Text for analysis →

◆ ◆ ◆ ◆ ◆

Congrats E! Proud and a little jealous of your success! 😉
Andy, caffeine causes me to feel like shit too. Makes my anxiety skyrocket. I think I recall that you identify as an introvert? An interesting thing I read in the book “Quiet” by Susan Cain is that introverts are often more affected by coffee. By the way I highly recommend the book for both of you.
Wow, congrats Elizabeth! So thrilled for you. You are a true talent. All the best
Congratulations, Elizabeth! I’ve been following since the beginning and loved every episode, but especially hearing your great news! So excited for you! I really hope you’re giving yourself full props and some much needed R&R because you deserve it. Of course, Andy is THE BOMB for being such an awesome supportive husband. I feel like you guys have such a wonderful road ahead of you!
P.S. My husband and I started doing our nightly grateful discussions and its resulted in some wonderful discussions.
I’m the writer inner whose husband has trouble showing he’s listening. I totally understand how you two responded. But to clarify, I believe my husband does hear me about important things and I generally feel he considers my feelings and emotions important and understands my perspective on things. We’ve actually been seeing our therapist occasionally for most of the relationship to strengthen our overall relationship including to make sure we’re communicating effectively. That’s improved a lot, despite this active listening issue.
In some ways the listening issues do drive me crazy. It’s hard to not be able to tell if someone is paying attention when you’re talking. But it’s mostly just during stuff like daily conversations, not about big deal things. Maybe the problem is I tend to be a blabber, so early I used to basically tell him everything I did that day and expected him to be interested in all of it. Now I’ve learned to be much more selective and tell him only the most interesting things. But he still doesn’t usually know how to respond. I used to ask him for follow up questions but he has no idea what to ask. It’s just not his strong suit.
But I really did mean it when I said that knowing what I know about our relationship, the appropriate thing for me to do right now is to figure out how to be chill about this specific issue. My husband is a truly incredible man who makes me feel loved and supported daily, and I’ve been marveling recently at how amazing of a husband he really is. He was awesome even from the moment we started dating (5 years ago) but now he’s just…even more amazing. He doesn’t even notice all of the little things he does to help out and make me happy.

◆ ◆ ◆ ◆ ◆

Parts of the exercise →
1. Retype the stretch of the comments from "Congrats E! Proud" through "both of you.".
2. Answer these questions using the comments.
(a) Which book does one commenter recommend, and who wrote it?
(b) What nightly practice did one commenter and her husband start?
(c) How long ago did the couple with the active listening issue start dating?
3. Decide whether each statement agrees with the comments. Answer yes or no, and quote the words that settle it.
(a) One commenter says caffeine raises their anxiety.
(b) The couple with the active listening issue has never seen a therapist.
(c) The writer who raised the listening issue still tells the spouse everything done that day.
The rows that come after this point are separate material with no connection to the comments.

◆ ◆ ◆ ◆ ◆

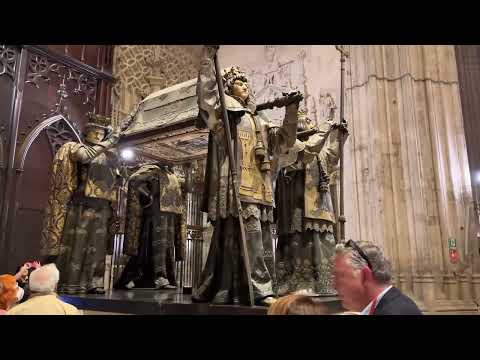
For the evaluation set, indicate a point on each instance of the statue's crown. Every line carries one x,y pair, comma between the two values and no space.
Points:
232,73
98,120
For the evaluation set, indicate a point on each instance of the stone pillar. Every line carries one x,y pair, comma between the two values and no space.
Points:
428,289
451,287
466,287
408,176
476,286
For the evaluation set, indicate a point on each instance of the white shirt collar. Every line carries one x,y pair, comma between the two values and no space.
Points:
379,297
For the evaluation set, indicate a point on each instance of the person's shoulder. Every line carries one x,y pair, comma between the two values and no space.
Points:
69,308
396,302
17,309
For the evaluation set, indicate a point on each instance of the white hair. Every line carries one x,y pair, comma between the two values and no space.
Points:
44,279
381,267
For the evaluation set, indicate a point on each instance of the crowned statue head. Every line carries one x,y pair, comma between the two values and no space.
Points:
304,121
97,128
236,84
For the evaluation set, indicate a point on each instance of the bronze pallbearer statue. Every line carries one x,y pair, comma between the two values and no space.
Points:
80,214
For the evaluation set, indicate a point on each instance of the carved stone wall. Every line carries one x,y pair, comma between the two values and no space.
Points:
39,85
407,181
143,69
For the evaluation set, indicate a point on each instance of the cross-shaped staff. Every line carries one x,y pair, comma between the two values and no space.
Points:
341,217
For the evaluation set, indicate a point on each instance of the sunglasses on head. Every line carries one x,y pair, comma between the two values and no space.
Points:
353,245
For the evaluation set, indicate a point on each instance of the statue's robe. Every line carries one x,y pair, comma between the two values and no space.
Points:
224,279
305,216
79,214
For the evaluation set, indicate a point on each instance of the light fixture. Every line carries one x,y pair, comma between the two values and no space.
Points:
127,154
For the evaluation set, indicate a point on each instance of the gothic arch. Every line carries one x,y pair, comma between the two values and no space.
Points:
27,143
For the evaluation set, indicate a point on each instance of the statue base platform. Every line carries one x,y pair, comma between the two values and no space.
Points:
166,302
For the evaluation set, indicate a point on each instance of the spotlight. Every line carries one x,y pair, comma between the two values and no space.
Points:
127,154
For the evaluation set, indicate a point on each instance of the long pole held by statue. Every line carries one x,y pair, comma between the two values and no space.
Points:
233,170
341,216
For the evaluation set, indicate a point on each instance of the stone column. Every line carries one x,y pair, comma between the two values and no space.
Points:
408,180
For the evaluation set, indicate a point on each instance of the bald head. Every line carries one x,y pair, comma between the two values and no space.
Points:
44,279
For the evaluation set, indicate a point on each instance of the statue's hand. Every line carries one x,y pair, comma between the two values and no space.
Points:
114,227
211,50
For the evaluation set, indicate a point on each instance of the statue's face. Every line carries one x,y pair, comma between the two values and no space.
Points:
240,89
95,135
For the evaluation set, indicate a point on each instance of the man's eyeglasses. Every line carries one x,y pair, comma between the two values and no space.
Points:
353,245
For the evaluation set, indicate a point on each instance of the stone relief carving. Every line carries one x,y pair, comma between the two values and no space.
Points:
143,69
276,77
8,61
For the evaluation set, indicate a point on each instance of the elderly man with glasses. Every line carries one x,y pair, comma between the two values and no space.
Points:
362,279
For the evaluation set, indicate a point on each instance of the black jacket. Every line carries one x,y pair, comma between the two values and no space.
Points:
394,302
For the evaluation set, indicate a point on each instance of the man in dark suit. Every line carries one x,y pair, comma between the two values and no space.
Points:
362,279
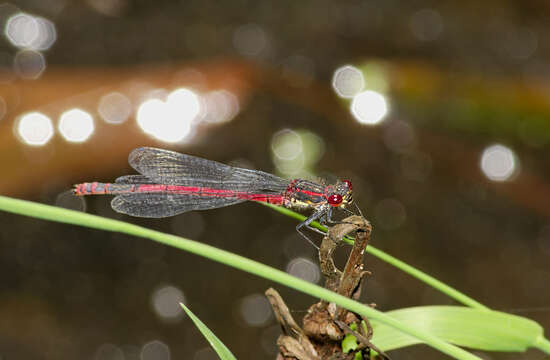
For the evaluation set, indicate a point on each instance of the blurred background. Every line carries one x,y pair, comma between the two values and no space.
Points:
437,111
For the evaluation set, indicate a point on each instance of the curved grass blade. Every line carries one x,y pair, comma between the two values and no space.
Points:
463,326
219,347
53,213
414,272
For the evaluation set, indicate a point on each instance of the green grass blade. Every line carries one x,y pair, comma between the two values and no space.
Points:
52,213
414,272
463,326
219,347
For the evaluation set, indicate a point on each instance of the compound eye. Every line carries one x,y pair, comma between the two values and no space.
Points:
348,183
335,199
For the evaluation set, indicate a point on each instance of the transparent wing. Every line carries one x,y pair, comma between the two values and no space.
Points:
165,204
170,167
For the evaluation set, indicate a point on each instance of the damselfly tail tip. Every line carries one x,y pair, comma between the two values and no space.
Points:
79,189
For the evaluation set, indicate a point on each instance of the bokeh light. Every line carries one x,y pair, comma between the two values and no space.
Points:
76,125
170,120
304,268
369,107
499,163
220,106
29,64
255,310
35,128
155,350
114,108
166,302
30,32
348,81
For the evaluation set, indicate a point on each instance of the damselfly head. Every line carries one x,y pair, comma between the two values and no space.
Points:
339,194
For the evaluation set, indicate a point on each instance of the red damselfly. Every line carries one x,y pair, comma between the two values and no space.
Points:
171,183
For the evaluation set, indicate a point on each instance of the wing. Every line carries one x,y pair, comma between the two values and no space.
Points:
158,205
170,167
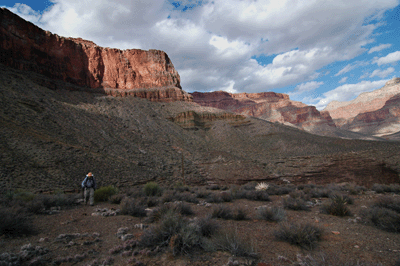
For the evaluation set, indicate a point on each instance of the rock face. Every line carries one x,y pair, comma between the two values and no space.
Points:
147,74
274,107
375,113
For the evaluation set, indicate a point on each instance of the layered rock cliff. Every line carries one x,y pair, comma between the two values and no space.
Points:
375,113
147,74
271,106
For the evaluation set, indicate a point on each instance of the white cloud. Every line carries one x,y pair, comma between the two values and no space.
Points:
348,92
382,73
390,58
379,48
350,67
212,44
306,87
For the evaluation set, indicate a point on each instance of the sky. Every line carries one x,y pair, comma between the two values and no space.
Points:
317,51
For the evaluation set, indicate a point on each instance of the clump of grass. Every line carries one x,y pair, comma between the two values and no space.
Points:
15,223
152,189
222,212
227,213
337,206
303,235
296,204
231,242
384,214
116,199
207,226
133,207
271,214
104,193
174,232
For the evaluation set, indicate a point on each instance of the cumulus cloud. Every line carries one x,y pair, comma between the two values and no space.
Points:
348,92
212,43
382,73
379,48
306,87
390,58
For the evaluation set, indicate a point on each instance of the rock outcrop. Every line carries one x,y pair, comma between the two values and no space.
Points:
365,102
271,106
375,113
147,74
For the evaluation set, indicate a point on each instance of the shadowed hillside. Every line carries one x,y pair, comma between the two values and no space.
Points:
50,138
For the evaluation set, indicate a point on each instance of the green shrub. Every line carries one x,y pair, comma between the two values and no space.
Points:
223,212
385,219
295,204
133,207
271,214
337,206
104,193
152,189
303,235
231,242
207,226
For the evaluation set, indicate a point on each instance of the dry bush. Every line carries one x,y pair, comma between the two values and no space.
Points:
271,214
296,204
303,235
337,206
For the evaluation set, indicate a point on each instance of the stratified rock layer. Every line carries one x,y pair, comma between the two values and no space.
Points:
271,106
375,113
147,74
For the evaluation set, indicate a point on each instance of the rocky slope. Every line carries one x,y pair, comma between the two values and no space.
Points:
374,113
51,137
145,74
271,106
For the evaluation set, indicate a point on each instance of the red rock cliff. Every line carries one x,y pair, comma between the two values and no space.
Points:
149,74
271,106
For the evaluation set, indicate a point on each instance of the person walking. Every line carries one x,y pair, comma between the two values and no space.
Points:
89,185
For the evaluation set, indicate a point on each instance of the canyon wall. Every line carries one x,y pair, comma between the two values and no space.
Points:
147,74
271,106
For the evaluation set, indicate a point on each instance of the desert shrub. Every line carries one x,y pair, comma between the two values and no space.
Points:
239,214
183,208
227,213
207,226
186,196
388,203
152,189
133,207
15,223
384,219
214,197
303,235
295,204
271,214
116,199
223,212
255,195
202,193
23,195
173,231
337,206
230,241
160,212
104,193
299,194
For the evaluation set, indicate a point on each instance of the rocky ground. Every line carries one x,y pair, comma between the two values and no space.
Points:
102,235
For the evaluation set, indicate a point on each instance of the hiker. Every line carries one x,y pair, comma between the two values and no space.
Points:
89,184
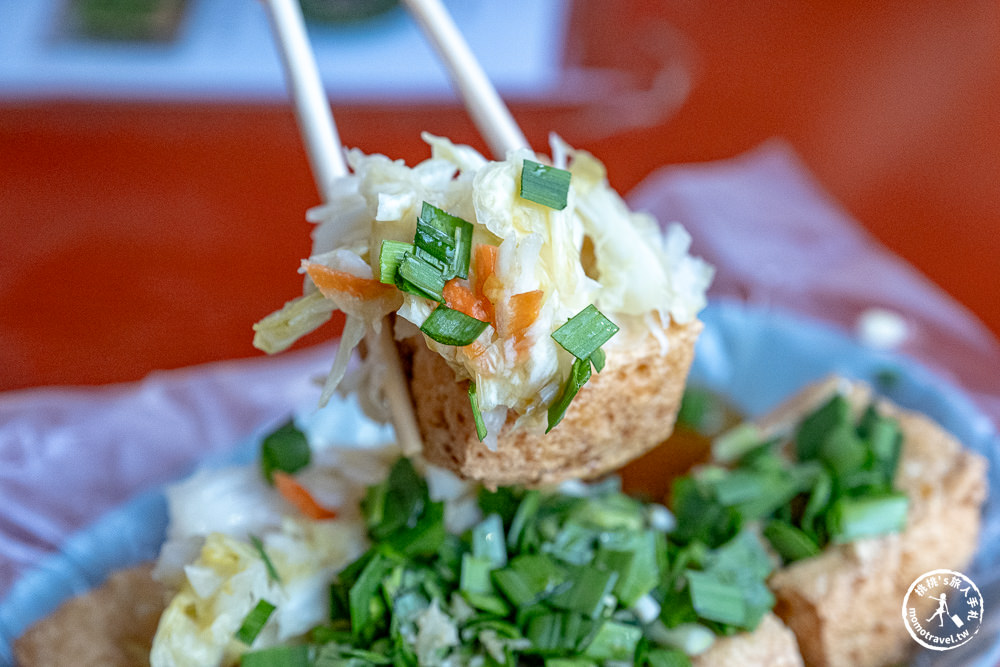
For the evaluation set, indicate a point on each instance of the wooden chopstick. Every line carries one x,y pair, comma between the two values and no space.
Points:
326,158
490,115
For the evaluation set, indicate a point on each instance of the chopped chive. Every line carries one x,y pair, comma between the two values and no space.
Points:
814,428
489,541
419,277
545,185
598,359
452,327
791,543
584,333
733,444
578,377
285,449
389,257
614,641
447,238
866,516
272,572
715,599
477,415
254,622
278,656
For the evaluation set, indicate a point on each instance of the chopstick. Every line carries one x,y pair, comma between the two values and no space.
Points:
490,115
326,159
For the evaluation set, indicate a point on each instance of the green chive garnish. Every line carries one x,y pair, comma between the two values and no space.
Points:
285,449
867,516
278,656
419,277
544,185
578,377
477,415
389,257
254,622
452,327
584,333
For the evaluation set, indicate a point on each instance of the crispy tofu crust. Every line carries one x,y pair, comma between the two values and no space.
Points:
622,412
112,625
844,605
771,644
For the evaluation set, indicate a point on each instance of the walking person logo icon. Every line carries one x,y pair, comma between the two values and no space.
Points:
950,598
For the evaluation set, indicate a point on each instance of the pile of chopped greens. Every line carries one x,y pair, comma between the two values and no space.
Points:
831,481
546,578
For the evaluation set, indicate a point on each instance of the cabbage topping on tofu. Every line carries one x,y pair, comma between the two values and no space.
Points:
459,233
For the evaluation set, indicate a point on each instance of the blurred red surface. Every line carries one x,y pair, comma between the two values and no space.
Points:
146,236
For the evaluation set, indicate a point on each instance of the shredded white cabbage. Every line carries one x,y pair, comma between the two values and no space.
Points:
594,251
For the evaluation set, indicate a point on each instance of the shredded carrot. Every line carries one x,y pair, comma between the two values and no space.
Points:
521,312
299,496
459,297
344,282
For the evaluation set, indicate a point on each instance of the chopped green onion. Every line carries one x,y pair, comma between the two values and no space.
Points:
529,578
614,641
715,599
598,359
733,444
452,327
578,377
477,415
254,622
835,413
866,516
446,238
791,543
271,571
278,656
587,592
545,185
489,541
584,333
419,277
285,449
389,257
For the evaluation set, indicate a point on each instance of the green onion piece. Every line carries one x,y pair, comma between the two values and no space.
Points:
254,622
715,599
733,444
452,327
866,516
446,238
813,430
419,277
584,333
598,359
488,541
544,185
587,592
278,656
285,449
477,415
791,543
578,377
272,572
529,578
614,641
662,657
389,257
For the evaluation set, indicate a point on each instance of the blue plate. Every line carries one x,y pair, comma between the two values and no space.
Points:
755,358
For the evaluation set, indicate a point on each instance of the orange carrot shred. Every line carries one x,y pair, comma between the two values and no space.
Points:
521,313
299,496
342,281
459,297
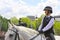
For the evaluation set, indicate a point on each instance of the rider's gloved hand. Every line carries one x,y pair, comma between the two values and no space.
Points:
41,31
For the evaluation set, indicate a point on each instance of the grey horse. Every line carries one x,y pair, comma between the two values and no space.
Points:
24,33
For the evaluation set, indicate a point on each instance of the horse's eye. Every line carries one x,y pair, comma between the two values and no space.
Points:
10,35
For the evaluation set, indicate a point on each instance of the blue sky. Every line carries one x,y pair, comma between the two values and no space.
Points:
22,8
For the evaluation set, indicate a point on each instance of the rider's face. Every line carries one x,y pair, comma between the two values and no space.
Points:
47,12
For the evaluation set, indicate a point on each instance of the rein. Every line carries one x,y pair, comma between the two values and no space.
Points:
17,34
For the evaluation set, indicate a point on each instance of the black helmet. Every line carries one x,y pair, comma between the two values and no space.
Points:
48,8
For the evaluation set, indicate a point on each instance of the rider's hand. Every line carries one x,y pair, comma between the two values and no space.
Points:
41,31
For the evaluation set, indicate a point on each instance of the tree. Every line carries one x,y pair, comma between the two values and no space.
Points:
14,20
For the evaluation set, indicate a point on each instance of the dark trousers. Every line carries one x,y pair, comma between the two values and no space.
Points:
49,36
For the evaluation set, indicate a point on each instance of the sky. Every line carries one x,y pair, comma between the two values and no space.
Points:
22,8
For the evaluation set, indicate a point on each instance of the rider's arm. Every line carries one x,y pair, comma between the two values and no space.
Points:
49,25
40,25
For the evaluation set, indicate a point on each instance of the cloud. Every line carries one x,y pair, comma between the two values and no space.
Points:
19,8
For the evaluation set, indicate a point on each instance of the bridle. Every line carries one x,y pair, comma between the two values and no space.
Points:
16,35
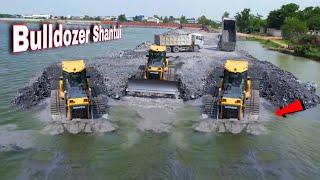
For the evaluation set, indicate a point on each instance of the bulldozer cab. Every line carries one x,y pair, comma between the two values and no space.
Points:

◆ ◆ ◆ ◆ ◆

Responses by task →
1.
Congrats E! Proud and a little jealous of your success! 😉
Andy, caffeine causes me to feel like shit too. Makes my anxiety skyrocket. I think I recall that you identify as an introvert? An interesting thing I read in the book “Quiet” by Susan Cain is that introverts are often more affected by coffee. By the way I highly recommend the book for both of you.

2.
(a) "Quiet" by Susan Cain.
(b) Nightly grateful discussions.
(c) 5 years ago.

3.
(a) Yes: "Makes my anxiety skyrocket."
(b) No: "We’ve actually been seeing our therapist occasionally for most of the relationship"
(c) No: "Now I’ve learned to be much more selective and tell him only the most interesting things."